== Supplied records ==
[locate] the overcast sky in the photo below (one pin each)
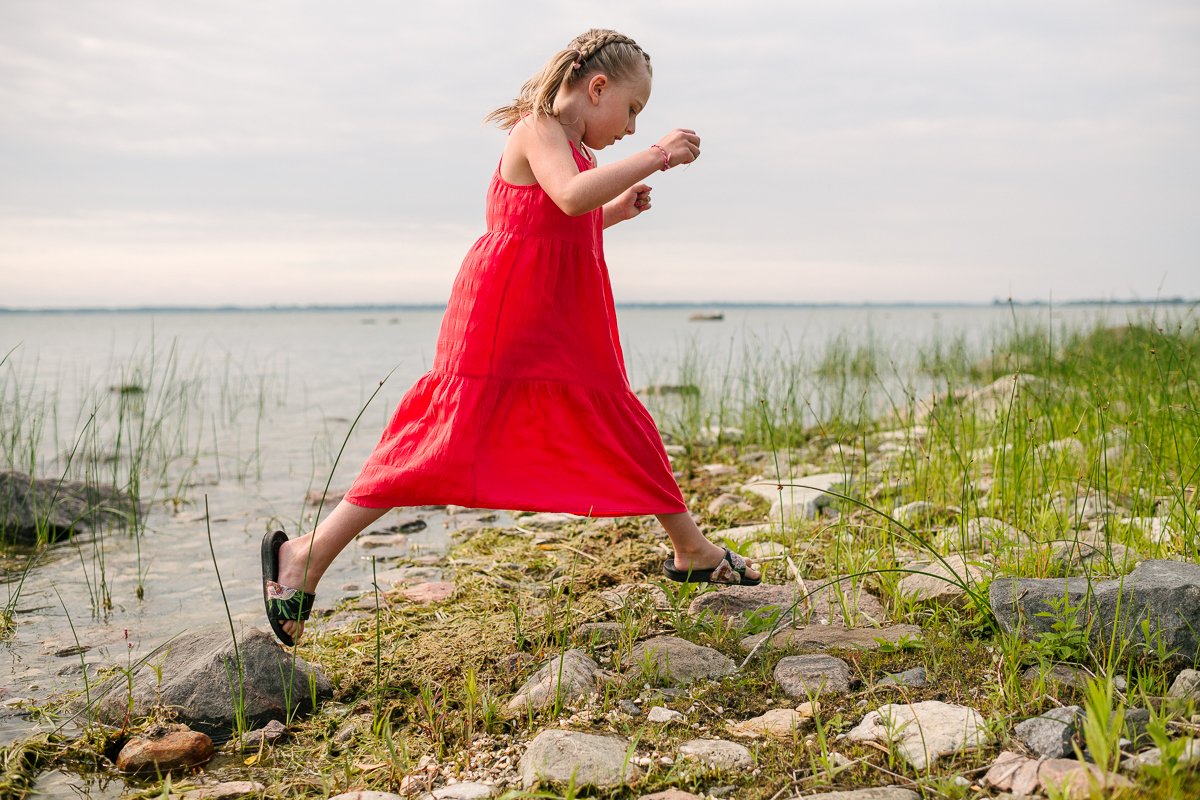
(333, 152)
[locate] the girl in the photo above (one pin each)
(528, 404)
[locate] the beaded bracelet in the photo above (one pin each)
(666, 156)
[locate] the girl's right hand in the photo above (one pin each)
(682, 146)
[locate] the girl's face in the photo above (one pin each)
(615, 106)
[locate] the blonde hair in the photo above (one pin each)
(597, 50)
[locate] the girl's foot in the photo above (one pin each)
(711, 558)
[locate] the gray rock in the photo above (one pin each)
(939, 584)
(678, 661)
(1186, 686)
(822, 637)
(717, 753)
(1165, 595)
(807, 677)
(589, 759)
(48, 510)
(874, 793)
(569, 677)
(915, 678)
(832, 600)
(923, 732)
(803, 497)
(661, 715)
(196, 683)
(1050, 734)
(466, 791)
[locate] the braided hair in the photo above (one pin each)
(597, 50)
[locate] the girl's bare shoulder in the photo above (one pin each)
(533, 138)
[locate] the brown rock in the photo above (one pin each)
(175, 750)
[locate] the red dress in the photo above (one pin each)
(528, 405)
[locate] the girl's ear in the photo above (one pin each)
(598, 84)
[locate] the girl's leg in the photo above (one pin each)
(335, 531)
(693, 549)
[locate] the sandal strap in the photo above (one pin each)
(287, 603)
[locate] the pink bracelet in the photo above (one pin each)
(666, 156)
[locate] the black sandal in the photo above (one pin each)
(283, 603)
(731, 571)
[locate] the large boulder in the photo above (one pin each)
(43, 510)
(1163, 595)
(201, 680)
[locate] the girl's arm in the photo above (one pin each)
(544, 146)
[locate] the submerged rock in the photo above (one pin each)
(1163, 595)
(678, 661)
(175, 750)
(201, 680)
(923, 732)
(34, 509)
(586, 758)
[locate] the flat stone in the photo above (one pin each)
(568, 678)
(717, 753)
(270, 733)
(196, 669)
(599, 632)
(432, 591)
(466, 791)
(678, 661)
(937, 584)
(177, 750)
(804, 677)
(829, 602)
(1050, 734)
(923, 732)
(743, 533)
(802, 497)
(1165, 595)
(874, 793)
(915, 678)
(225, 791)
(777, 723)
(823, 637)
(661, 715)
(1186, 686)
(635, 595)
(589, 759)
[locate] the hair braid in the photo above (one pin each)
(595, 50)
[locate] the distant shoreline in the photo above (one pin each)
(715, 305)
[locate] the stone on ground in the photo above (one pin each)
(823, 637)
(717, 753)
(829, 602)
(777, 723)
(1050, 734)
(803, 497)
(591, 759)
(569, 677)
(939, 584)
(1163, 594)
(677, 661)
(225, 791)
(1186, 686)
(803, 677)
(873, 793)
(923, 732)
(196, 681)
(175, 750)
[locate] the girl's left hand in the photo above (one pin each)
(633, 202)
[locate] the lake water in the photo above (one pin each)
(256, 407)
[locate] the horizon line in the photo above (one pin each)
(671, 304)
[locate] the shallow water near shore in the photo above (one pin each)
(270, 396)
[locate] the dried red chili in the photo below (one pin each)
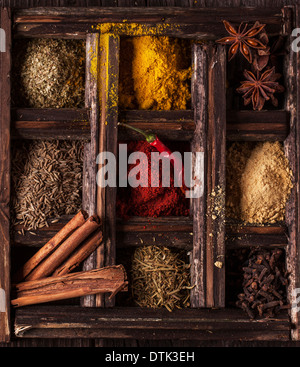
(150, 201)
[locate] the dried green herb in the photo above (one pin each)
(49, 73)
(160, 278)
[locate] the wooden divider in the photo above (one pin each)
(5, 66)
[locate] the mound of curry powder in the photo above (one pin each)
(155, 73)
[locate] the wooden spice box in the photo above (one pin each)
(208, 126)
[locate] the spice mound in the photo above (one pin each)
(160, 278)
(155, 73)
(46, 181)
(49, 73)
(259, 182)
(150, 201)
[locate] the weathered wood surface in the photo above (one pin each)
(5, 66)
(198, 145)
(199, 3)
(257, 126)
(169, 125)
(216, 154)
(64, 321)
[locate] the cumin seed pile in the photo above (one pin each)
(49, 73)
(46, 181)
(160, 278)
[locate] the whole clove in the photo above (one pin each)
(264, 284)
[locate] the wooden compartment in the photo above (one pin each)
(207, 126)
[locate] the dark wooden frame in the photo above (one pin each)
(208, 133)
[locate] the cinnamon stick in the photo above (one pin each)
(65, 249)
(88, 247)
(77, 221)
(106, 280)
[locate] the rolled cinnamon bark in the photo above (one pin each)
(48, 266)
(89, 246)
(77, 221)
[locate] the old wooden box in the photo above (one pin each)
(208, 126)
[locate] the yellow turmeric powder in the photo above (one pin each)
(155, 73)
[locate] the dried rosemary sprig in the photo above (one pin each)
(49, 73)
(160, 278)
(46, 181)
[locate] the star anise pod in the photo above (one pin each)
(260, 88)
(242, 39)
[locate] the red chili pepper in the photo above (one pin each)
(155, 142)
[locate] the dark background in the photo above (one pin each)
(142, 3)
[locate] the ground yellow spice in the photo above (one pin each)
(258, 181)
(155, 73)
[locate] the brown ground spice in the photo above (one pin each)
(259, 182)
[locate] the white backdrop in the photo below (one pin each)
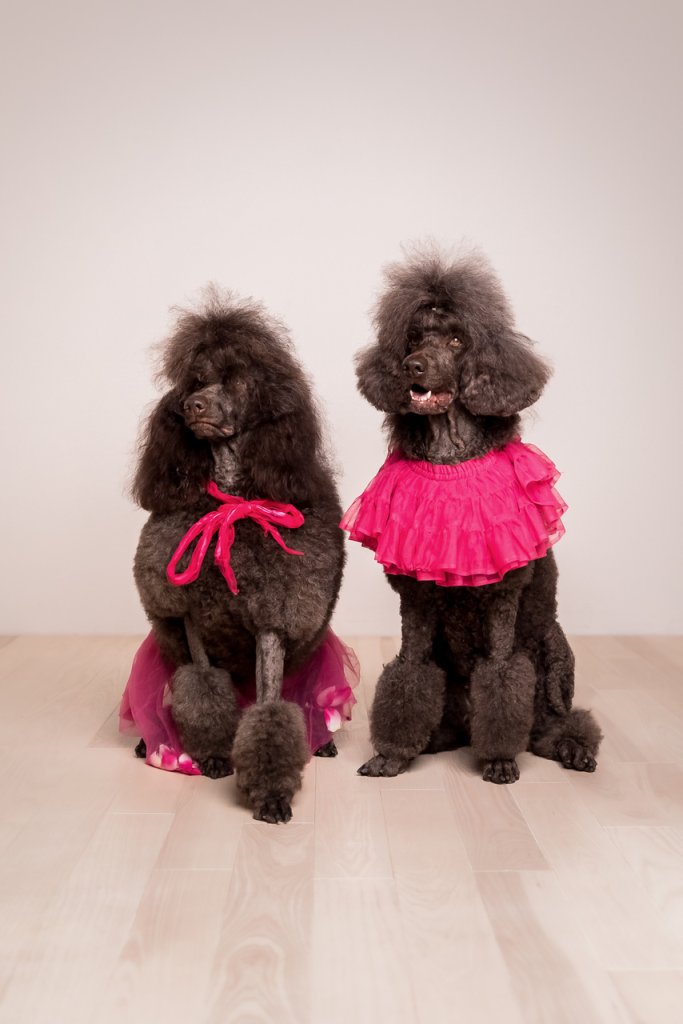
(287, 151)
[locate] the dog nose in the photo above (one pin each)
(195, 406)
(414, 365)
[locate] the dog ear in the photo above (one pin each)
(501, 376)
(174, 466)
(380, 377)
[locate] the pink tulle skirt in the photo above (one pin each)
(323, 687)
(463, 525)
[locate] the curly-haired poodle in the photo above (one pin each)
(238, 420)
(462, 516)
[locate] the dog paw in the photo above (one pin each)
(328, 750)
(386, 767)
(573, 755)
(501, 771)
(273, 810)
(216, 767)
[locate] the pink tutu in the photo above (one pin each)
(323, 687)
(463, 525)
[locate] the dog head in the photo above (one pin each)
(231, 379)
(444, 335)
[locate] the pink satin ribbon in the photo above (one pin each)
(222, 520)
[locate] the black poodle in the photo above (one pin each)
(239, 414)
(486, 664)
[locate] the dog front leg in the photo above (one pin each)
(502, 690)
(270, 748)
(205, 709)
(410, 695)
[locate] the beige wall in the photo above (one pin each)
(287, 150)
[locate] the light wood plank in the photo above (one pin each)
(450, 941)
(260, 969)
(163, 971)
(655, 855)
(632, 794)
(350, 838)
(495, 833)
(68, 961)
(652, 996)
(614, 912)
(359, 967)
(554, 977)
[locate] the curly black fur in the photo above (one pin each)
(488, 665)
(240, 412)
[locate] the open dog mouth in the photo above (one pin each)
(423, 400)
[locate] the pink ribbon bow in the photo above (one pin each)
(222, 520)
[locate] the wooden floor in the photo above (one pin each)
(131, 894)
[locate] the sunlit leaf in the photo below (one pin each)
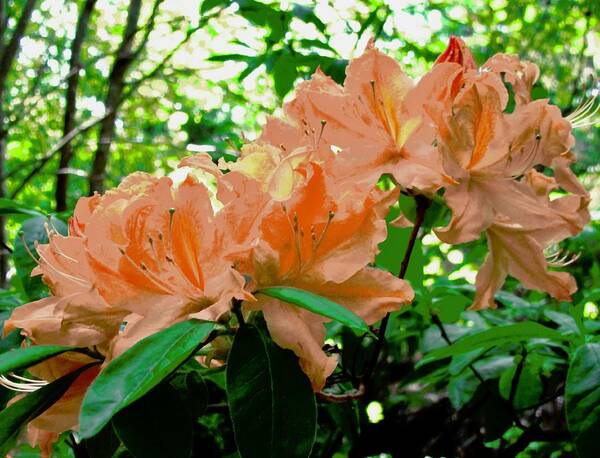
(271, 401)
(135, 372)
(317, 304)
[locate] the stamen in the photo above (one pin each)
(146, 273)
(81, 281)
(565, 260)
(323, 124)
(171, 213)
(297, 241)
(330, 216)
(372, 83)
(25, 385)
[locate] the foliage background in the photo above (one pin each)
(206, 75)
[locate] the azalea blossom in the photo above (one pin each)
(491, 155)
(321, 240)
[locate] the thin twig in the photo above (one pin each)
(422, 205)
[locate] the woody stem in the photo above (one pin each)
(422, 205)
(237, 310)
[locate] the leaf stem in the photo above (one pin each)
(237, 310)
(422, 205)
===
## [The task]
Leave out the pictures and transcribe everything else exactly.

## [Written response]
[locate] the overcast sky in the photo below (one pin each)
(333, 152)
[locate] the girl in the photo above (one pin each)
(528, 404)
[locate] the beaded bracelet in the photo above (one pin each)
(666, 156)
[locate] the girl's right hand in the photo above (one pin each)
(682, 146)
[locate] the girl's face in the photo above (one pin each)
(615, 106)
[locate] the blonde hair in the photo above (one pin each)
(597, 50)
[locate] the girl's foot in the photo above (one pin each)
(711, 558)
[locate] the gray rock in the photo above (one pin each)
(939, 584)
(678, 661)
(1186, 686)
(822, 637)
(717, 753)
(1165, 595)
(807, 677)
(589, 759)
(48, 510)
(874, 793)
(569, 677)
(915, 678)
(832, 600)
(923, 732)
(803, 497)
(661, 715)
(196, 683)
(1050, 734)
(466, 791)
[locate] the braided hair in the photo above (one pin each)
(597, 50)
[locate] the girl's bare shoulder in the photo above (one pin each)
(533, 138)
[locate] the brown rock in the photo above (one pin each)
(175, 750)
[locate] the red dress in the photo above (one pin each)
(528, 405)
[locate] the girl's ear in the photo above (one pin each)
(598, 84)
[locate] the girl's leg in the photo above (one pin each)
(335, 531)
(693, 549)
[locate] the sandal strap in the photo above (one pin each)
(287, 603)
[locate] the pink bracelet in the photo above (one pin each)
(666, 156)
[locate] the black sandal in the photo above (one pin each)
(283, 603)
(731, 571)
[locate] the large boulder in the photo above (one pin each)
(43, 510)
(1163, 595)
(201, 680)
[locate] the girl's arm in the photo above (one pin each)
(544, 146)
[locate] the submerged rock in the photo above (one pin each)
(1163, 595)
(678, 661)
(175, 750)
(201, 680)
(923, 732)
(34, 509)
(586, 758)
[locate] the flat stone in the photo above (one pin each)
(568, 678)
(717, 753)
(270, 733)
(196, 669)
(599, 632)
(432, 591)
(466, 791)
(678, 661)
(937, 584)
(177, 750)
(804, 677)
(829, 602)
(1050, 734)
(923, 732)
(743, 533)
(802, 497)
(1165, 595)
(874, 793)
(915, 678)
(225, 791)
(777, 723)
(823, 637)
(661, 715)
(1186, 686)
(635, 595)
(589, 759)
[locate] the hair braid in the photo above (one pin each)
(595, 50)
[locate] the distant shoreline in the photo above (one pin each)
(715, 305)
[locate] the stone on ground in the photo above (one pin each)
(823, 637)
(717, 753)
(829, 602)
(777, 723)
(1050, 734)
(803, 497)
(591, 759)
(569, 677)
(939, 584)
(1163, 594)
(677, 661)
(225, 791)
(1186, 686)
(803, 677)
(873, 793)
(923, 732)
(196, 681)
(175, 750)
[locate] the girl's left hand in the photo above (one pin each)
(633, 202)
[locate] the lake water in the photo above (one pin each)
(256, 407)
[locate] the horizon line in the photo above (one pin each)
(671, 304)
[locate] the shallow water near shore in the photo above (one pin each)
(270, 396)
[locate] the dried red chili in the photo below (one pin each)
(150, 201)
[locate] the dried green herb in the photo above (one pin each)
(49, 73)
(160, 278)
[locate] the wooden divider in the photo above (one pin each)
(5, 66)
[locate] the mound of curry powder in the photo above (one pin each)
(155, 73)
[locate] the wooden spice box in the photo above (one pin each)
(208, 126)
[locate] the spice mound in the photo above (one pin each)
(160, 278)
(155, 73)
(46, 181)
(49, 73)
(259, 182)
(150, 201)
[locate] the weathered wood surface in the photo above (one pin each)
(5, 66)
(198, 145)
(199, 3)
(257, 126)
(169, 125)
(216, 154)
(64, 321)
[locate] the cumin seed pile in the photo above (one pin each)
(49, 73)
(46, 181)
(160, 278)
[locate] the whole clove in the photo above (one pin each)
(264, 284)
[locate] the wooden compartment in the photo above (one pin each)
(207, 126)
[locate] the dark wooden frame in the photo above (one pin each)
(208, 133)
[locate] the cinnamon stick in the photo above (one pin each)
(65, 249)
(88, 247)
(77, 221)
(106, 280)
[locate] the rolled cinnamon bark in the photo above (one pin each)
(48, 266)
(89, 246)
(77, 221)
[locate] the old wooden box in the photo above (one pin each)
(208, 126)
[locate] the yellow turmeric powder in the photo above (one pin each)
(155, 73)
[locate] the dried rosemary sprig in the photo above (one pin each)
(49, 73)
(160, 278)
(46, 181)
[locate] the star anise pod in the photo above (one pin each)
(260, 88)
(242, 39)
[locate] the red chili pepper in the photo above (one pin each)
(155, 142)
[locate] the dark background in the photo above (one pin each)
(142, 3)
[locate] the ground yellow spice in the photo above (one pin each)
(258, 181)
(155, 73)
[locate] the brown ground spice in the photo above (one pin each)
(259, 182)
[locate] the white backdrop in the photo below (one pin each)
(287, 151)
[locate] the dog nose in the photo above (one pin each)
(195, 406)
(414, 365)
[locate] the dog ear in the photo above (one pin each)
(501, 376)
(174, 466)
(380, 377)
[locate] the pink tulle skirt in the photo above (one pin each)
(323, 687)
(463, 525)
[locate] the curly-haired poodle in the photo above (one pin each)
(238, 420)
(462, 516)
[locate] the dog paw in the photo above (one pin each)
(328, 750)
(386, 767)
(573, 755)
(501, 771)
(273, 810)
(216, 767)
[locate] the pink tutu in the photo above (one pin each)
(323, 687)
(463, 525)
[locate] the dog head in the photo above (one pin each)
(231, 379)
(444, 335)
[locate] the pink satin ribbon in the photo above (one pin each)
(222, 520)
[locate] the black poodle in the photo above (one pin each)
(239, 414)
(486, 664)
[locate] the dog front leg in the photo above (one pin each)
(502, 690)
(270, 748)
(205, 709)
(410, 695)
[locate] the beige wall in the photo above (one pin each)
(287, 150)
[locate] the light wood plank in the photo above (one pin each)
(450, 941)
(260, 969)
(163, 971)
(655, 855)
(632, 794)
(350, 838)
(495, 833)
(68, 961)
(652, 996)
(614, 912)
(359, 967)
(554, 977)
[locate] the curly black fur in the photo above (one pin each)
(488, 665)
(240, 412)
[locate] the open dog mouth in the photo above (one pin each)
(423, 400)
[locate] the pink ribbon bow in the photo above (one pin each)
(222, 520)
[locate] the wooden floor in the photo above (one pin each)
(131, 894)
[locate] the sunlit leaf in the photo below (one pin each)
(271, 401)
(135, 372)
(317, 304)
[locate] the stamen in the photo above (one pin each)
(146, 273)
(81, 281)
(565, 260)
(323, 124)
(171, 213)
(297, 241)
(330, 216)
(372, 83)
(25, 385)
[locate] the foliage background in the photo above (one pin each)
(206, 75)
[locate] the azalea blossom in the photo above (one pin each)
(491, 155)
(321, 240)
[locate] the thin twig in the photo above (one pin each)
(422, 205)
[locate] the woody stem in the photo above (one pin each)
(422, 205)
(237, 310)
[locate] the leaf stem in the photo above (one pin each)
(237, 310)
(422, 205)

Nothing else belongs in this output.